Work to do:
Filter the data below down to the lines that contain the string "ground", treating case as significant, and copy each matching line in full.

Rows from a box labeling dataset
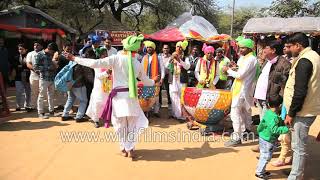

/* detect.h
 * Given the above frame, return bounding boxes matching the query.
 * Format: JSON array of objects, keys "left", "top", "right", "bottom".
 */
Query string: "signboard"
[{"left": 109, "top": 31, "right": 135, "bottom": 46}]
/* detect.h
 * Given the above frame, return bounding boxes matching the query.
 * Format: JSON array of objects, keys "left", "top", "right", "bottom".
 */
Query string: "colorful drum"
[
  {"left": 138, "top": 84, "right": 160, "bottom": 112},
  {"left": 181, "top": 87, "right": 232, "bottom": 132}
]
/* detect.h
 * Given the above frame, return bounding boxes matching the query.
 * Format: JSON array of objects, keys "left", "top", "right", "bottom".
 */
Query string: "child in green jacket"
[{"left": 256, "top": 96, "right": 289, "bottom": 179}]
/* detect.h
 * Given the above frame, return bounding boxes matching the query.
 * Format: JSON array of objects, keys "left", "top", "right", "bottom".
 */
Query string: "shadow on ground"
[
  {"left": 0, "top": 121, "right": 69, "bottom": 131},
  {"left": 134, "top": 142, "right": 238, "bottom": 161}
]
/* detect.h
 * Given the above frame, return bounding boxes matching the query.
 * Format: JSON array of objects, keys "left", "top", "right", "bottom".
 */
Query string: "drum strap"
[{"left": 101, "top": 88, "right": 129, "bottom": 128}]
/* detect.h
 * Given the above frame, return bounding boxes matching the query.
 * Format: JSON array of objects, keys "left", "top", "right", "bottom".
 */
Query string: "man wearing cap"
[
  {"left": 283, "top": 33, "right": 320, "bottom": 180},
  {"left": 215, "top": 48, "right": 230, "bottom": 89},
  {"left": 65, "top": 35, "right": 155, "bottom": 158},
  {"left": 194, "top": 44, "right": 219, "bottom": 89},
  {"left": 141, "top": 41, "right": 165, "bottom": 117},
  {"left": 223, "top": 39, "right": 258, "bottom": 147},
  {"left": 33, "top": 43, "right": 58, "bottom": 119}
]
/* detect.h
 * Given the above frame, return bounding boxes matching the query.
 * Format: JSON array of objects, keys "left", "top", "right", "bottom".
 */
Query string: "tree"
[
  {"left": 218, "top": 7, "right": 261, "bottom": 37},
  {"left": 264, "top": 0, "right": 320, "bottom": 18}
]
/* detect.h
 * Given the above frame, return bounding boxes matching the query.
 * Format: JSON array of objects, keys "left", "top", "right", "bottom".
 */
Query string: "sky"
[{"left": 218, "top": 0, "right": 272, "bottom": 8}]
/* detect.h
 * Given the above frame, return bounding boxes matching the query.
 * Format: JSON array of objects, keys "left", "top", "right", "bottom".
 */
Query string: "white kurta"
[
  {"left": 228, "top": 54, "right": 258, "bottom": 136},
  {"left": 86, "top": 68, "right": 108, "bottom": 122},
  {"left": 228, "top": 54, "right": 258, "bottom": 109},
  {"left": 75, "top": 52, "right": 154, "bottom": 151},
  {"left": 194, "top": 59, "right": 220, "bottom": 86},
  {"left": 166, "top": 58, "right": 190, "bottom": 119}
]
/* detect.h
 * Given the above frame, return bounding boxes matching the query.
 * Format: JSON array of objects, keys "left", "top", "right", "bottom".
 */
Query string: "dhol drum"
[
  {"left": 138, "top": 83, "right": 160, "bottom": 112},
  {"left": 181, "top": 87, "right": 232, "bottom": 133}
]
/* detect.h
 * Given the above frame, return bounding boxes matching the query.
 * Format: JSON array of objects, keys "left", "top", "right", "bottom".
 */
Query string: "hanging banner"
[{"left": 109, "top": 31, "right": 135, "bottom": 46}]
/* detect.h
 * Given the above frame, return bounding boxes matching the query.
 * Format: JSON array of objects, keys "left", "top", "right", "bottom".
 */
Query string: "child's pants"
[
  {"left": 278, "top": 133, "right": 292, "bottom": 162},
  {"left": 256, "top": 138, "right": 274, "bottom": 175}
]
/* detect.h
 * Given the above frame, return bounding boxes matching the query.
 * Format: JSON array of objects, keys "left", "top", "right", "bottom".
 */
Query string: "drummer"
[
  {"left": 194, "top": 43, "right": 219, "bottom": 89},
  {"left": 166, "top": 40, "right": 190, "bottom": 122},
  {"left": 215, "top": 48, "right": 230, "bottom": 89},
  {"left": 223, "top": 39, "right": 258, "bottom": 147},
  {"left": 141, "top": 41, "right": 165, "bottom": 118}
]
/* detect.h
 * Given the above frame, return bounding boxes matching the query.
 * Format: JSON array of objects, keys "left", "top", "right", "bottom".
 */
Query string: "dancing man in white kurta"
[
  {"left": 65, "top": 35, "right": 155, "bottom": 158},
  {"left": 166, "top": 41, "right": 190, "bottom": 121},
  {"left": 223, "top": 39, "right": 258, "bottom": 147}
]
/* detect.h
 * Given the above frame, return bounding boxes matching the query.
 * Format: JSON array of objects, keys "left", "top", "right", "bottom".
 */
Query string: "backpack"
[{"left": 54, "top": 61, "right": 77, "bottom": 92}]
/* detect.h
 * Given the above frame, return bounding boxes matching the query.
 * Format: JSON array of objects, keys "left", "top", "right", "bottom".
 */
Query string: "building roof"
[
  {"left": 243, "top": 17, "right": 320, "bottom": 34},
  {"left": 0, "top": 5, "right": 77, "bottom": 34}
]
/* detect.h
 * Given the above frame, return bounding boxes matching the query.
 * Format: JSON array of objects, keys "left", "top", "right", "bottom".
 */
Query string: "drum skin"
[
  {"left": 138, "top": 84, "right": 160, "bottom": 112},
  {"left": 181, "top": 87, "right": 232, "bottom": 125}
]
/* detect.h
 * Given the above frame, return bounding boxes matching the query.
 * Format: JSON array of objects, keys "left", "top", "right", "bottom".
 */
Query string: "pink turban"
[{"left": 202, "top": 43, "right": 214, "bottom": 54}]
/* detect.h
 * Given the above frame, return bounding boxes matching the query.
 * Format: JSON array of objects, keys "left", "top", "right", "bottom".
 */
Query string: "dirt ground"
[{"left": 0, "top": 87, "right": 320, "bottom": 180}]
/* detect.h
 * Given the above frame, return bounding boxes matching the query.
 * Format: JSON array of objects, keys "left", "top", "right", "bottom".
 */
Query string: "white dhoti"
[
  {"left": 169, "top": 78, "right": 186, "bottom": 118},
  {"left": 111, "top": 105, "right": 149, "bottom": 152},
  {"left": 230, "top": 99, "right": 252, "bottom": 140}
]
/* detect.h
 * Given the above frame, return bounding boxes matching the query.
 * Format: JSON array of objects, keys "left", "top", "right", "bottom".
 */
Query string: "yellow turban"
[
  {"left": 176, "top": 40, "right": 189, "bottom": 50},
  {"left": 143, "top": 41, "right": 156, "bottom": 49}
]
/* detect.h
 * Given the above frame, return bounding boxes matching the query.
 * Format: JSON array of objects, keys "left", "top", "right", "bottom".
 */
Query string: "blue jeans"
[
  {"left": 15, "top": 81, "right": 31, "bottom": 108},
  {"left": 62, "top": 86, "right": 88, "bottom": 119},
  {"left": 288, "top": 117, "right": 316, "bottom": 180},
  {"left": 256, "top": 138, "right": 274, "bottom": 175}
]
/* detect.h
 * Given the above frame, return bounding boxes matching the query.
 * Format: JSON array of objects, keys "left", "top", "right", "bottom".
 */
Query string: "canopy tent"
[
  {"left": 243, "top": 17, "right": 320, "bottom": 34},
  {"left": 145, "top": 12, "right": 230, "bottom": 42}
]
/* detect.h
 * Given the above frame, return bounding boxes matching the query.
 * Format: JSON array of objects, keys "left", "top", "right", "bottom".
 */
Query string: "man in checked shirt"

Reply:
Query string: "shadow on ground"
Query string: "dirt ground"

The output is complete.